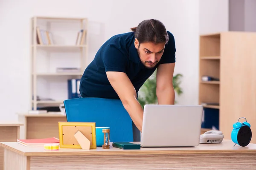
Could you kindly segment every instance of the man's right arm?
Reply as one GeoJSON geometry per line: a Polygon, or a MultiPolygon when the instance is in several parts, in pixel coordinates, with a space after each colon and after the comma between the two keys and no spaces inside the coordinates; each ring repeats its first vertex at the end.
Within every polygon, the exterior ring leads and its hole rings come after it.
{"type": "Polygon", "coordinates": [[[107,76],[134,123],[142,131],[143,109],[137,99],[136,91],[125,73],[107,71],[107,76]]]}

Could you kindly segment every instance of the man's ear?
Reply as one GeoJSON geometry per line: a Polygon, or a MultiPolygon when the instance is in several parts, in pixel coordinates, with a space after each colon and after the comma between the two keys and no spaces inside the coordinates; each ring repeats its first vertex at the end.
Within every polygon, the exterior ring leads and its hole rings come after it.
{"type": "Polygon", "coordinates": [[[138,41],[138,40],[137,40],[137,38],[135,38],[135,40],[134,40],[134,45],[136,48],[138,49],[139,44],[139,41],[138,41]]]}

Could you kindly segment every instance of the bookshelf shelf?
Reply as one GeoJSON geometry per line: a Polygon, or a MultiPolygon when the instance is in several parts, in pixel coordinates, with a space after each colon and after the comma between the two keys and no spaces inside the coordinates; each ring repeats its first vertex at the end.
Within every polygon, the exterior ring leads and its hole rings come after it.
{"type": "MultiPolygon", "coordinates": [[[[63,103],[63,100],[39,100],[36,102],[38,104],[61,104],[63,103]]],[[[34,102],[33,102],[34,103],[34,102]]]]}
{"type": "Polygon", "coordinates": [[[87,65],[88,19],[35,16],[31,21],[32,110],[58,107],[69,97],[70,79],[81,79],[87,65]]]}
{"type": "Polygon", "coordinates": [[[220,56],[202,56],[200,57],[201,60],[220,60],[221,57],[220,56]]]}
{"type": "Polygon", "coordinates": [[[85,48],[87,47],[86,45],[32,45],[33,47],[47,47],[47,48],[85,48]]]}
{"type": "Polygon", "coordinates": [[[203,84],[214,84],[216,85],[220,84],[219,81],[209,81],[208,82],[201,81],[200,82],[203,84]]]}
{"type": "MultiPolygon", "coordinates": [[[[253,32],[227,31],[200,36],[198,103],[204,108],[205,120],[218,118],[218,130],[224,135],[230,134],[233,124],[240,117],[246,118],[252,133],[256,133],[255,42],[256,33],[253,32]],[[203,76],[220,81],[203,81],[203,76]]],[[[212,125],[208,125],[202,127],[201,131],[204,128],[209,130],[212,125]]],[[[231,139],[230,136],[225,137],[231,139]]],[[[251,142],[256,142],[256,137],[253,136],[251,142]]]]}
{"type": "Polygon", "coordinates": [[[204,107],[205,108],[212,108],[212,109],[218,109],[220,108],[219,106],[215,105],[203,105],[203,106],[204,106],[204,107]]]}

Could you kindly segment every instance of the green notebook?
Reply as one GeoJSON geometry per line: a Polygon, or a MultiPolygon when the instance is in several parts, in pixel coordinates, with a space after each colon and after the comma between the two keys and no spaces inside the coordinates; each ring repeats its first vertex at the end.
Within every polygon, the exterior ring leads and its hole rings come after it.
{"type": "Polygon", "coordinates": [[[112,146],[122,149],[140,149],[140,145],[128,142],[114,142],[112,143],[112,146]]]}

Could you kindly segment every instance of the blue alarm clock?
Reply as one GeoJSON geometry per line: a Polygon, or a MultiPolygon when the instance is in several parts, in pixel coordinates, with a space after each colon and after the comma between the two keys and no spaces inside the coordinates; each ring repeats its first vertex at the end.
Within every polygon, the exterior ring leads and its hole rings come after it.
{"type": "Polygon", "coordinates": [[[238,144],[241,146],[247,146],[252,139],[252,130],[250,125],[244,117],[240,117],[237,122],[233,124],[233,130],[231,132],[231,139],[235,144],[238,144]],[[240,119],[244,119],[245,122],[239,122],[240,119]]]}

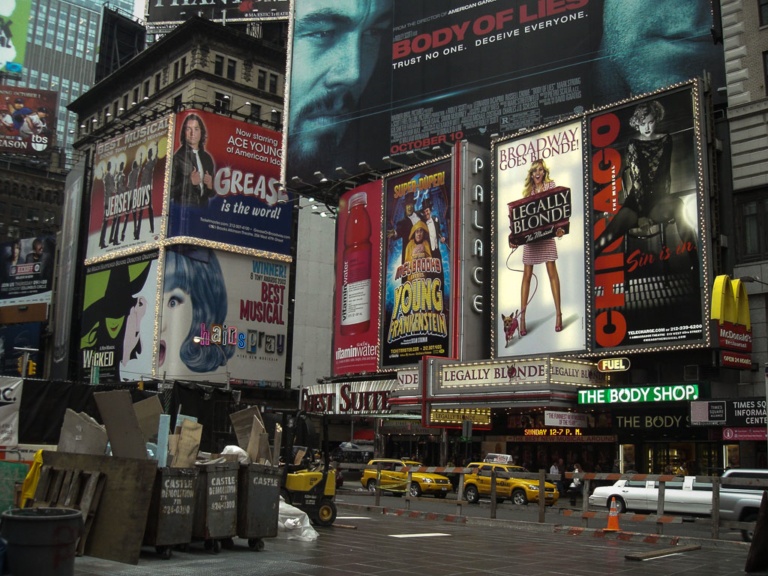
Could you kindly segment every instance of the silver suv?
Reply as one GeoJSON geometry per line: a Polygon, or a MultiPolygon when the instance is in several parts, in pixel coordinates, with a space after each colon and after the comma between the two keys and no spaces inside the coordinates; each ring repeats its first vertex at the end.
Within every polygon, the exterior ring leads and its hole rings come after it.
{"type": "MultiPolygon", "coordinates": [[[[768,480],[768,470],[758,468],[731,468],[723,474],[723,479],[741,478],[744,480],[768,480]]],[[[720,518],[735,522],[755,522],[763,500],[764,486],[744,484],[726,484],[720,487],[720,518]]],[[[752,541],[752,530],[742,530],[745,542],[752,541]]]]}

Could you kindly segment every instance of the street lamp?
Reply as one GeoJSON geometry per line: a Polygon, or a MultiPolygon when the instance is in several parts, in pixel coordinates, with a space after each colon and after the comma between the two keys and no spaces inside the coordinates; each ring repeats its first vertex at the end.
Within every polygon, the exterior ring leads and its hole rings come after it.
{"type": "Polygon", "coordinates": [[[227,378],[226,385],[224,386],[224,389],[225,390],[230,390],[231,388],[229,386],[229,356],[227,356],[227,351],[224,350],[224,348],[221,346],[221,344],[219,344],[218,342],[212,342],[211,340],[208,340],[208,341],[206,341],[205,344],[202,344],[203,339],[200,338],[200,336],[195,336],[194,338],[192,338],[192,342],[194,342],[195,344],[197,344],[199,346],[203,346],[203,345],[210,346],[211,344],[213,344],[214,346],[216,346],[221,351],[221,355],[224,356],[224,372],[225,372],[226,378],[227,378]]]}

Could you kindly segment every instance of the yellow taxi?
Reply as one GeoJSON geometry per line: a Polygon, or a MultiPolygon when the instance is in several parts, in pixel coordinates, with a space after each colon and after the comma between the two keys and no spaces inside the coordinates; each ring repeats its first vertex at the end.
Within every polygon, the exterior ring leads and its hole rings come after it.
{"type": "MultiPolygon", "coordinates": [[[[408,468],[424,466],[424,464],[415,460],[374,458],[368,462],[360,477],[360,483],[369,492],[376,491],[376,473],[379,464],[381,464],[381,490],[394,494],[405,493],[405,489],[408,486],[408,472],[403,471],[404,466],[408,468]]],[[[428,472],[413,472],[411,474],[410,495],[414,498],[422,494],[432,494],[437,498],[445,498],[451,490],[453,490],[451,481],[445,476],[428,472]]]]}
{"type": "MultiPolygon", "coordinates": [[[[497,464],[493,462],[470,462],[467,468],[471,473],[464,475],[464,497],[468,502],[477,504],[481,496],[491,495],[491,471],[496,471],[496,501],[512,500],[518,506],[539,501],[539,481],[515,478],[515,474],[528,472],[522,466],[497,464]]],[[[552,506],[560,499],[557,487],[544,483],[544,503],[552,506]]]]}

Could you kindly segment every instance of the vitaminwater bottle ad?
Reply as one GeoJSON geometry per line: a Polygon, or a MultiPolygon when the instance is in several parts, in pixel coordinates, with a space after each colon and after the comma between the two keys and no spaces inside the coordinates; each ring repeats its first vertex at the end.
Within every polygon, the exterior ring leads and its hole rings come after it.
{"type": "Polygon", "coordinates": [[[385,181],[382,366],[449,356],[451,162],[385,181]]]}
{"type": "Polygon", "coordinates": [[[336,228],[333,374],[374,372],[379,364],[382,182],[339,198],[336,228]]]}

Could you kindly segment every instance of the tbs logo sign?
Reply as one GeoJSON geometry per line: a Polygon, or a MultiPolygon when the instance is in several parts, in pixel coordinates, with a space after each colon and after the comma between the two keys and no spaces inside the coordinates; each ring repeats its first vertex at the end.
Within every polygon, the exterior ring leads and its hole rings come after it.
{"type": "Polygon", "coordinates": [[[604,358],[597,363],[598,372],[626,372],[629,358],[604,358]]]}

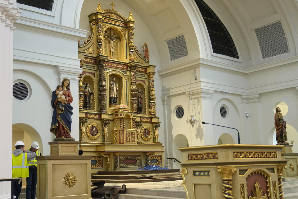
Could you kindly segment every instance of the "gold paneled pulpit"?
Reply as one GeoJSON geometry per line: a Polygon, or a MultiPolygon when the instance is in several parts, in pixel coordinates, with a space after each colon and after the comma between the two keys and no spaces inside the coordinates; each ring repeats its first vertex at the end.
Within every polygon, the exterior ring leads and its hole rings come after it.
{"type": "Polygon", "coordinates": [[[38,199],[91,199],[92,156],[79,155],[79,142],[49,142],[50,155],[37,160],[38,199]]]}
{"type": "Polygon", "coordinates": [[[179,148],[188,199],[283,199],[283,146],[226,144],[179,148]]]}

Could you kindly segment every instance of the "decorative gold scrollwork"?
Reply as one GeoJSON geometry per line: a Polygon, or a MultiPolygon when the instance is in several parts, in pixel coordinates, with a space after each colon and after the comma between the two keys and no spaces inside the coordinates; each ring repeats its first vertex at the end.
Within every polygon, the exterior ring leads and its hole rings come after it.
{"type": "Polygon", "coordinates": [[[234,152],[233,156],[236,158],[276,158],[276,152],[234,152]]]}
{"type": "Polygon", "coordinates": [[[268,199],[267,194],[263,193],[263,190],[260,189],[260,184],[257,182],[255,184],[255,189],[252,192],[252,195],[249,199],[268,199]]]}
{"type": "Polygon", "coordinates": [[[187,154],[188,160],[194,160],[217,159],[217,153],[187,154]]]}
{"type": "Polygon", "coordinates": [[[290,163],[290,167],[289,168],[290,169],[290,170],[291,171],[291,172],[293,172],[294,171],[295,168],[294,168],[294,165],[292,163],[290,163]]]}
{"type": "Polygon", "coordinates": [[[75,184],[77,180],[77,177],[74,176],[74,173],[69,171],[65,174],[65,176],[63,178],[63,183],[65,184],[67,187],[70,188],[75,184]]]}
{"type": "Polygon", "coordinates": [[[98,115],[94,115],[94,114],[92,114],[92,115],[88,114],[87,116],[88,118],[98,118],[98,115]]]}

========================================

→ EXERCISE AIM
Extract every line of the entries above that contains the word "gold", treating uppercase and lowercase letters as distinct.

→ RESULT
Could you kindly segment every instance of the "gold paneled pulpit"?
Could you kindly segment every instance of the "decorative gold scrollwork"?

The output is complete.